■ Job A:
Arrange as a numbered list, omitting blank lines, the lines of the records below, starting with the first line of the records and going on through the line containing "[(39, 118)]".

>> START Text shown

Is there a Borel-measurable projection to a closed subgroup Suppose that $G$ is a compact metrizable group and let $H$ be a closed subgroup of $G$.
Is it true that there must exists a Borel-measurable projection map $p:G\rightarrow H$ with the property that for every $h\in H$ and $g\in G$ one has that $p(gh)=p(g)\cdot h$? (In particular $p(h)=h$).
 A: The answer is a yes! (Thanks to GEdgar who pointed out the relation with  "selection theorems")
In the book "A Course on Borel sets" page 186 they proved a claim that implies the following:

Theorem: Let $H,G$ be as in the question. Then there exists a "cross-section" $s:G/H\rightarrow G$ such that $s\circ p = id$ where $p:G\rightarrow G/H$ the quotient map $p(g)=gH$.

Proof: Let $\Pi = \{a_i H : a_iH \text{ is a coset of H} \}$ then by the theorem in the book there exists a set Borel set $S$ such that $S\cap a_i H = \{s_i\}$.
This defines a (Borel) map $s:G/H\rightarrow G$ such that $s(u) = s_i$ if $u\in a_i H$. (The map is Borel because $s^{-1}(U)=s^{-1}(U\cap S) = p(U\cap S)$ and quotient map is open so it sends Borel to Borel), which proves the theorem.
This theorem leads to our result, as one can can define a map $\varphi:G\rightarrow H$ by $\varphi(g) = g\cdot (s(p(g))^{-1}$.
Since for every $h\in H$ one has that $p(gh)=p(g)$ we have that $\varphi(gh)=\varphi(g)\cdot h$.
This also answers positively my (now obviously related) other question:
$G\cong G/H\times H$ measureably

>> END Text shown

■ Job B:
Summarize the thread on Borel-measurable projections to a closed subgroup in three sentences.

>> START Material for the task

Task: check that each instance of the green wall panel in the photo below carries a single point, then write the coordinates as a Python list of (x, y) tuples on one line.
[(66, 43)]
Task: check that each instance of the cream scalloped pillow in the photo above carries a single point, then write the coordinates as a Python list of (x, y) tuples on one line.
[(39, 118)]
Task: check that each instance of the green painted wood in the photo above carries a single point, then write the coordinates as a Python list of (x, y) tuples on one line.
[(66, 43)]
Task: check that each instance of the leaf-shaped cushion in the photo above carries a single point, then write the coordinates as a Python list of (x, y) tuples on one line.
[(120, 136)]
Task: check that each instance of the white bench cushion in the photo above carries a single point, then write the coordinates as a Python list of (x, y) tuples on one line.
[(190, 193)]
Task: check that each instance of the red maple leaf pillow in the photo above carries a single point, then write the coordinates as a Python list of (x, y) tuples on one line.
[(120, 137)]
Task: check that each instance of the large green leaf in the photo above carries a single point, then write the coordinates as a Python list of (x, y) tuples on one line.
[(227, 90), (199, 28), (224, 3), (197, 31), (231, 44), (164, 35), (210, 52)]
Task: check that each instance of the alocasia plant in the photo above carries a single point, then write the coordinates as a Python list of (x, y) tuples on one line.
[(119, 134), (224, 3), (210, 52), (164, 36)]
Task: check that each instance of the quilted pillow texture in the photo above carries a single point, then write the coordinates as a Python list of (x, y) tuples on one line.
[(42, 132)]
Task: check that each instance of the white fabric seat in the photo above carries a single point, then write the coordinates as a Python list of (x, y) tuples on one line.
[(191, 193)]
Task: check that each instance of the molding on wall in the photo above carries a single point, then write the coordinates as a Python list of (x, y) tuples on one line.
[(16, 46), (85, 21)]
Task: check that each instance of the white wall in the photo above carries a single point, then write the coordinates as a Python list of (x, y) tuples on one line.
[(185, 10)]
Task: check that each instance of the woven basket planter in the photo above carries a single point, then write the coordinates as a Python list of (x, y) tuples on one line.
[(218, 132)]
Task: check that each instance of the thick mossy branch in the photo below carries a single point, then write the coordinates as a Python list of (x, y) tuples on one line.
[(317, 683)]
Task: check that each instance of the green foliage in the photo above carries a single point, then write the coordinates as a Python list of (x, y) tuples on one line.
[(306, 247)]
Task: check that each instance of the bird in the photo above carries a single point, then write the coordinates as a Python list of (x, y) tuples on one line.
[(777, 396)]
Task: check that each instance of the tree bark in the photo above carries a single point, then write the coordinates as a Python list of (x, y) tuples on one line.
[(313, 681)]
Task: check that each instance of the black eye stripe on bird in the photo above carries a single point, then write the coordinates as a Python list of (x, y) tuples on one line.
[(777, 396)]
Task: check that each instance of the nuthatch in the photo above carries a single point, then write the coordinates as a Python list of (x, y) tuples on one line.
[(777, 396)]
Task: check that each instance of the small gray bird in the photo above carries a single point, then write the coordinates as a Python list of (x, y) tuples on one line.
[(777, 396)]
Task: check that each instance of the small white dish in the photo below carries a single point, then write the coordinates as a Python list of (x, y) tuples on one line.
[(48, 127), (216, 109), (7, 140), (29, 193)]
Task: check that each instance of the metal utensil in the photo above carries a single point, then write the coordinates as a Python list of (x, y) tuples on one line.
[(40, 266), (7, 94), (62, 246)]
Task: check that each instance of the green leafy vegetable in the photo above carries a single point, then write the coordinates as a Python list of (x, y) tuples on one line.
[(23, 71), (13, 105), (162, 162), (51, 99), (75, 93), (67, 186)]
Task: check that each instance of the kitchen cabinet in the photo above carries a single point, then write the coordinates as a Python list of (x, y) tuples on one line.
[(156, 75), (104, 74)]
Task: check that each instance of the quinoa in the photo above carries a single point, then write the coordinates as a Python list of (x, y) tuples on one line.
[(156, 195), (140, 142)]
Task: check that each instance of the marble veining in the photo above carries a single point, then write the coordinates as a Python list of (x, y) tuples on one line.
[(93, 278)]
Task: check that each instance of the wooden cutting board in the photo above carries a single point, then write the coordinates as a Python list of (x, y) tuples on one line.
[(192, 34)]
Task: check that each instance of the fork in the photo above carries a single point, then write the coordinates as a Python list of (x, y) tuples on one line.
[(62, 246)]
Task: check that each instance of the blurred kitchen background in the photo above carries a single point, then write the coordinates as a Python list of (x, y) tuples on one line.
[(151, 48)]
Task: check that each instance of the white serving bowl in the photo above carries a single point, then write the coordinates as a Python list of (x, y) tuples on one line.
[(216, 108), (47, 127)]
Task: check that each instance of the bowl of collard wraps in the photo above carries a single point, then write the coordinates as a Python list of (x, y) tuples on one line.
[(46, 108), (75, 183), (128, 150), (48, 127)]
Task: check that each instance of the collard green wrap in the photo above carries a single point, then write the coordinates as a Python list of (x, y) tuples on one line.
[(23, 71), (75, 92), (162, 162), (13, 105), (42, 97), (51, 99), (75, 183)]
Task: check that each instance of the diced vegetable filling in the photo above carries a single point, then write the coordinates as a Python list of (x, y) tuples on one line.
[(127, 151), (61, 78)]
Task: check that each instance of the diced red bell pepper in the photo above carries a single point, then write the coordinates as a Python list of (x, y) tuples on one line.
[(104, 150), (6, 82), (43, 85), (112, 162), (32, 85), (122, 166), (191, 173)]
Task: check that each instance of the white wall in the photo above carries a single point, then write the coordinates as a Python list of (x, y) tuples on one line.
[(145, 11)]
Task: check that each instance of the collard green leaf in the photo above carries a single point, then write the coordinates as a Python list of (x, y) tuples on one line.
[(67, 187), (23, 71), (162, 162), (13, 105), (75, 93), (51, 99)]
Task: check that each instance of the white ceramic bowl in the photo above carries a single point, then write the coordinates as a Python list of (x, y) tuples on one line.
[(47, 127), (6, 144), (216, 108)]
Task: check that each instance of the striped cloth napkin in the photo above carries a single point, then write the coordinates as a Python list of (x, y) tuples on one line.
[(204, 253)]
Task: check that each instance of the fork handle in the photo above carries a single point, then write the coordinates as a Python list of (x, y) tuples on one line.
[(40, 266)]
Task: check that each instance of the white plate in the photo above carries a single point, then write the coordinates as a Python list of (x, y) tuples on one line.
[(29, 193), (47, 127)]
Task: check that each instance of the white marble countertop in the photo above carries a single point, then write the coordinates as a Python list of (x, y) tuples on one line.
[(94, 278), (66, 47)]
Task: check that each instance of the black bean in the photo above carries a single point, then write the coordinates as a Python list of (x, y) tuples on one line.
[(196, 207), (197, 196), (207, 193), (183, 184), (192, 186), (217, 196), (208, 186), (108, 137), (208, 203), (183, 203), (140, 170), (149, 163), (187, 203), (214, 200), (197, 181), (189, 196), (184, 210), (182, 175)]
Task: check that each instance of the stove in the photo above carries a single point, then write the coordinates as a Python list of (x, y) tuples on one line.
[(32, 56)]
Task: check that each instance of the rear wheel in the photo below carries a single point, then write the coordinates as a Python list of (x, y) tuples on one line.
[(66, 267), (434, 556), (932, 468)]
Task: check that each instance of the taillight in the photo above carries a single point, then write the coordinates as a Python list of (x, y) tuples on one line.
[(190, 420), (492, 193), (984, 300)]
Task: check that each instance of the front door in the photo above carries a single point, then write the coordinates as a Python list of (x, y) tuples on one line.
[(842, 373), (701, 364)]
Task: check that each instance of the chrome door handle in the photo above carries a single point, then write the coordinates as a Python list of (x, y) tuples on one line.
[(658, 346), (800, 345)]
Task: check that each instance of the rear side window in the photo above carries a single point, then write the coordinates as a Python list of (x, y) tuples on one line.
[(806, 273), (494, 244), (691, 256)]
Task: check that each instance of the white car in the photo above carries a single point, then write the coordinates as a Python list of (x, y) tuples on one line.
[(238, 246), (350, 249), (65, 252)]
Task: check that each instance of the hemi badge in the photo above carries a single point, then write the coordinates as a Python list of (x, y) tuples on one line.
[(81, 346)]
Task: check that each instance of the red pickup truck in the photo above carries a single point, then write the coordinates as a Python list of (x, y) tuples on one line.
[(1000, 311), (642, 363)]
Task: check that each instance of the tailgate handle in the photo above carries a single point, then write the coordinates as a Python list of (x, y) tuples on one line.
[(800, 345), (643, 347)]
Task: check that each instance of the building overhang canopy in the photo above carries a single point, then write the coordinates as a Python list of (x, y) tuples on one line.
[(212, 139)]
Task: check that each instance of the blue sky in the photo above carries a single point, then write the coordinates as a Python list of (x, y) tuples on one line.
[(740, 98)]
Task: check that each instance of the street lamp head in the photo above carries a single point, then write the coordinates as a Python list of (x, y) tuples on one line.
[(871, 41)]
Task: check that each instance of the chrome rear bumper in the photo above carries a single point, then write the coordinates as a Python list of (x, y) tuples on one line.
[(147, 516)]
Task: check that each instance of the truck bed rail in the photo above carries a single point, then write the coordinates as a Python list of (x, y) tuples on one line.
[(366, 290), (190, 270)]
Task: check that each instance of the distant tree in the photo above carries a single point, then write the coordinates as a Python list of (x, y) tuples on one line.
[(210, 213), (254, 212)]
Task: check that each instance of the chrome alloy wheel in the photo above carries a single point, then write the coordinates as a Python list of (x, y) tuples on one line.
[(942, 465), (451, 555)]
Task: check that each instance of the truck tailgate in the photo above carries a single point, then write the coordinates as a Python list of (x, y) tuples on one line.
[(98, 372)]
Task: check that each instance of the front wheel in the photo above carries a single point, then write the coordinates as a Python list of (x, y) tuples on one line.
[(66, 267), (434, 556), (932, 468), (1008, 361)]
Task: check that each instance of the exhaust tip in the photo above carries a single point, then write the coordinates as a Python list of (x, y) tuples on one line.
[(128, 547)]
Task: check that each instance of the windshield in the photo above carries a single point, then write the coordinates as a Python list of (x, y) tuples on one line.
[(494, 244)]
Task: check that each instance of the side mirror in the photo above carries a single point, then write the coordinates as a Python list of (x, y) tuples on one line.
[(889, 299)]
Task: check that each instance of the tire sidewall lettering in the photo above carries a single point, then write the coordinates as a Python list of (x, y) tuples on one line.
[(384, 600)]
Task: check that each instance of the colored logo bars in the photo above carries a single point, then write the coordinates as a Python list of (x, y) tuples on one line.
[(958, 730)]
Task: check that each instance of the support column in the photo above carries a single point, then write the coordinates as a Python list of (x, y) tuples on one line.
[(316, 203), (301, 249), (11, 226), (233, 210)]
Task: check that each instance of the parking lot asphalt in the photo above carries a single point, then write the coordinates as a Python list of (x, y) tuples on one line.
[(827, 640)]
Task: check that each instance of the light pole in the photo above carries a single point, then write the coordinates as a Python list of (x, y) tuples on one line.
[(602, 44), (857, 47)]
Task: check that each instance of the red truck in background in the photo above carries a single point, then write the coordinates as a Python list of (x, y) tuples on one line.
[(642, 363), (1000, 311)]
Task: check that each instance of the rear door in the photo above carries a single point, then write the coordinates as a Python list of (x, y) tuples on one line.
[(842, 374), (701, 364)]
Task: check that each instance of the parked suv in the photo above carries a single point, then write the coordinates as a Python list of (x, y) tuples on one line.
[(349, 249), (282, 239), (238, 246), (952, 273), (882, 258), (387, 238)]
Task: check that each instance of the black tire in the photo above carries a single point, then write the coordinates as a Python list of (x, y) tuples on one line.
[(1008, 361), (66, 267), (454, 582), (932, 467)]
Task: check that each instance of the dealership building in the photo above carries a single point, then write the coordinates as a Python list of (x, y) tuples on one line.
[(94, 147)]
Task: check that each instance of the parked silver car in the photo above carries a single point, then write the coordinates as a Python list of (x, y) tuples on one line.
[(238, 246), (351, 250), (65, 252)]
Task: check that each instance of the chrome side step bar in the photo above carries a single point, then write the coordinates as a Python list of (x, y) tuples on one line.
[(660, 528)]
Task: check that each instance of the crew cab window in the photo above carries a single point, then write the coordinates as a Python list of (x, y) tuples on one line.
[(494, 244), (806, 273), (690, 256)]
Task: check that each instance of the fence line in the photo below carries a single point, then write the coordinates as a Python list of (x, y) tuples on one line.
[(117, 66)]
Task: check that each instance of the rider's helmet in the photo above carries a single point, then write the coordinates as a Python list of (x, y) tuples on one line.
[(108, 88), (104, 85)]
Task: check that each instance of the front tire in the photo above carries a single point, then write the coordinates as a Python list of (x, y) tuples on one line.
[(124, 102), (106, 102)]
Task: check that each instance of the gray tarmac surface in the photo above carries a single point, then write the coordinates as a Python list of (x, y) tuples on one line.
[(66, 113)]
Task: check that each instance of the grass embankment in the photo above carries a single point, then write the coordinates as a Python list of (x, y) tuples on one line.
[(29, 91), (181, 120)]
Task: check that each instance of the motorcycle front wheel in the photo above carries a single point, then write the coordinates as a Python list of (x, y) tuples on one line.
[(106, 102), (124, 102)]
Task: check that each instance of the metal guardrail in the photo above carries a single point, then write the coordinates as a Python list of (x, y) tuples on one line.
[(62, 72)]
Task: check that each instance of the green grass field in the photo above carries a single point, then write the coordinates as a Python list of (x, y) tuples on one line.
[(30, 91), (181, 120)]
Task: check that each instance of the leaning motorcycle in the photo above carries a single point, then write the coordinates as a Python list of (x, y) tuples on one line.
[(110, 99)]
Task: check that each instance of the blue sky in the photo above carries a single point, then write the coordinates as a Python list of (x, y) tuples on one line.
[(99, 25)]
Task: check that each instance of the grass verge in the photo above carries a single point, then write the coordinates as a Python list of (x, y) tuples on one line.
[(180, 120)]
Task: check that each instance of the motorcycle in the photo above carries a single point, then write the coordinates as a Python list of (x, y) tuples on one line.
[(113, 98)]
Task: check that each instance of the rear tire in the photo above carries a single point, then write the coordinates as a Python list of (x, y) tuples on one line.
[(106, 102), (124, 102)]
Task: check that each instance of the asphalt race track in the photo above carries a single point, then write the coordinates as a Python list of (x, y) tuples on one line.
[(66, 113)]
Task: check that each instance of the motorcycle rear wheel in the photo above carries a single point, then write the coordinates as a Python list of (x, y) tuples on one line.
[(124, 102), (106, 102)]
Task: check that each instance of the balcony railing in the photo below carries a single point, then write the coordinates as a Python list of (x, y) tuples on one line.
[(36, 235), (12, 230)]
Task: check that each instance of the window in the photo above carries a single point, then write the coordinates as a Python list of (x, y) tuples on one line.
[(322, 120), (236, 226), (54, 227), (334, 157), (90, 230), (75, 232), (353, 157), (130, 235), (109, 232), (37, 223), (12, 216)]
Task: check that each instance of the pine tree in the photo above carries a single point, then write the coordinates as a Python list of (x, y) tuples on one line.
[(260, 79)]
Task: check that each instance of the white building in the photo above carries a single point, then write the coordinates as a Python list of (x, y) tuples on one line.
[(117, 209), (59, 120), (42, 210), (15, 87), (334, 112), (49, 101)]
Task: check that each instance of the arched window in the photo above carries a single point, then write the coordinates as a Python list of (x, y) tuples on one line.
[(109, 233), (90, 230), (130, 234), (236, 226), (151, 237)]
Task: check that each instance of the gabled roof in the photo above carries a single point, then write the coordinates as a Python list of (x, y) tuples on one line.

>> END Material for the task

■ Written reply A:
1. Task: check that each instance of the green wall panel in the photo below carries a single point, then write the coordinates as a Python list of (x, y) tuples on one line.
2. [(66, 43)]
3. Task: check that each instance of the cream scalloped pillow in the photo above carries a single point, then write the coordinates as a Python list of (x, y) tuples on one line.
4. [(39, 118)]

■ Written reply B:
The thread asks whether, for a compact metrizable group G and a closed subgroup H, there must be a Borel-measurable projection p from G to H satisfying p(gh) = p(g)·h for every h in H and g in G. The answer is yes: a claim in the book "A Course on Borel sets" gives a Borel set meeting each coset of H in exactly one point, and this defines a Borel cross-section s from G/H to G. A map from G to H built from this cross-section and the quotient map has the required property, which also answers a related question by showing that G is measurably isomorphic to G/H × H.